TEXT BLOCK below:

Fin de siecle When I’m walking through the cemetery, I often play a game where I try to guess the year a gravestone was erected by the style it is built in. This distinctive Art Nouvea design makes it easily identifiable as being from the fin de sielce period. Fin de sielce is a French phrase that translates to “end of cycle” and usually refers to the end of the 19th Century and the stylistic and societal changes that took place as the 20th Century dawned.


Founding father Many prominent former residents of Middlesbrough are buried in Linthorpe Cemetery. This memorial stone is dedicated to the family of William Fallows, one of the first land purchasers and residents of the town. After moving to the area from Sleights near Whitby to work for the Stockton & Darlington Railway Company, he and five fellow Quakers purchased the Middlesbrough Farm and its estate, on which they founded the town of Middlesbrough. A section of the cemetery is dedicated to Quaker graves, characterised by their simplicity.


Master Mariner The area’s industrial heritage is reflected in the design of many of the gravestones, such as this elaborate anchor motif in memory of William Stephenson, a Master Mariner of the late Victorian era.


Heart of steel The bold, chiseled lines and black stone of this memorial to Enoch Davies and his family pay tribute to his career as a Late Foreman Blacksmith at Brittania Steel Works, one of Middlesbrough’s main employers until its closure in 1971. The wealth generated by Middlesbrough’s steel and shipbuilding industries fueled the town’s rapid growth during the Victorian era and beyond.

End of TEXT BLOCK.

*WHAT THE TASK ASKS:* Please copy out the full text about Linthorpe Cemetery gravestones, word for word.

RECORDED DATA below:

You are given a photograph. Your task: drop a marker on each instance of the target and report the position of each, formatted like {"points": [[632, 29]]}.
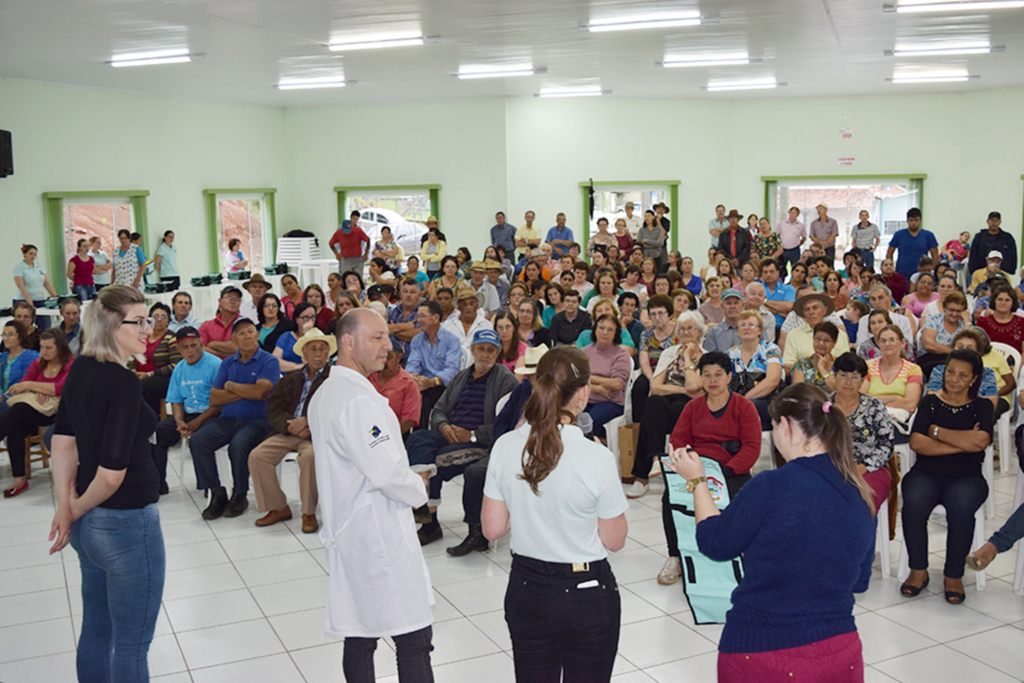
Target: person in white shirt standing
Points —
{"points": [[378, 585], [559, 494]]}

End of RECORDED DATA.

*TASK ANSWER:*
Fin de siecle When I’m walking through the cemetery, I often play a game where I try to guess the year a gravestone was erected by the style it is built in. This distinctive Art Nouvea design makes it easily identifiable as being from the fin de sielce period. Fin de sielce is a French phrase that translates to “end of cycle” and usually refers to the end of the 19th Century and the stylistic and societal changes that took place as the 20th Century dawned.


Founding father Many prominent former residents of Middlesbrough are buried in Linthorpe Cemetery. This memorial stone is dedicated to the family of William Fallows, one of the first land purchasers and residents of the town. After moving to the area from Sleights near Whitby to work for the Stockton & Darlington Railway Company, he and five fellow Quakers purchased the Middlesbrough Farm and its estate, on which they founded the town of Middlesbrough. A section of the cemetery is dedicated to Quaker graves, characterised by their simplicity.


Master Mariner The area’s industrial heritage is reflected in the design of many of the gravestones, such as this elaborate anchor motif in memory of William Stephenson, a Master Mariner of the late Victorian era.


Heart of steel The bold, chiseled lines and black stone of this memorial to Enoch Davies and his family pay tribute to his career as a Late Foreman Blacksmith at Brittania Steel Works, one of Middlesbrough’s main employers until its closure in 1971. The wealth generated by Middlesbrough’s steel and shipbuilding industries fueled the town’s rapid growth during the Victorian era and beyond.